=== SOURCE ===
My motives in getting a Facebook account were largely utilitarian: I did so simultaneously with launching this blog, and used Facebook as a marketing tool for the blog (it remains an important component of my modest audience). Still, I was as enchanted by it as many of those who joined without such motives, and, I'm somewhat surprised to say, have become only more in the time since. Lately, in the odd moment when I go just for the hell of it, I do so with a recurrent visual motif in my head: the piazza San Marco in Venice.

What's odd about this is that I'm sorry to say that I've never been to Italy, much less Venice. So there's double sentimentalizing going on, both of the Facebook I know and the famed public square I don't. But I somehow imagine, as I scroll down my wall, that I occupy a small window looking out on that public square. Each post, with its little picture of friend or acquaintance -- or, let's be frank, virtual stranger -- is like a person wandering across my purview at the time I happen to be there, or someone sitting at her own window across the square. Given the traffic that passes through on any given day, and the fact that I'm only at my window a fraction of the time, I miss most of what happens. I have about 500 friends, and at busy times of the day any post that goes up will pass from the top to bottom of my screen in a few hours (if that). Thus it is that time is becomes a kind of space; the range of my vision, depending on the light of day, can be anywhere from three to ten hours wide. Whatever the width or length, there's always someone going by, a sight to see.

=== WHAT THE TASK REQUIRES ===
Set down the part of the Facebook passage starting at "My motives in" and ending at "Marco in Venice.", word for word. Work only from the Facebook passage.

=== RECORD EXCERPTS ===

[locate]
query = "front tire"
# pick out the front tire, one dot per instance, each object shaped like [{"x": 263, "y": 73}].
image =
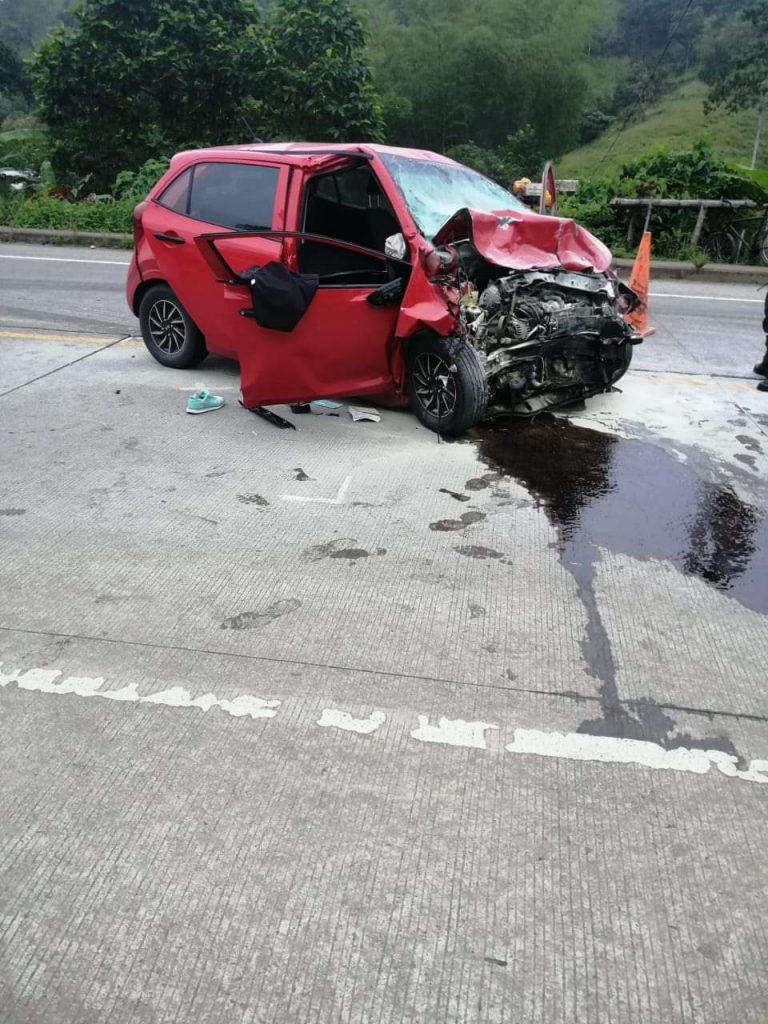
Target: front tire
[
  {"x": 169, "y": 333},
  {"x": 445, "y": 384}
]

=== RESPONSE TO THIS EXERCISE ===
My motives in getting a Facebook account were largely utilitarian: I did so simultaneously with launching this blog, and used Facebook as a marketing tool for the blog (it remains an important component of my modest audience). Still, I was as enchanted by it as many of those who joined without such motives, and, I'm somewhat surprised to say, have become only more in the time since. Lately, in the odd moment when I go just for the hell of it, I do so with a recurrent visual motif in my head: the piazza San Marco in Venice.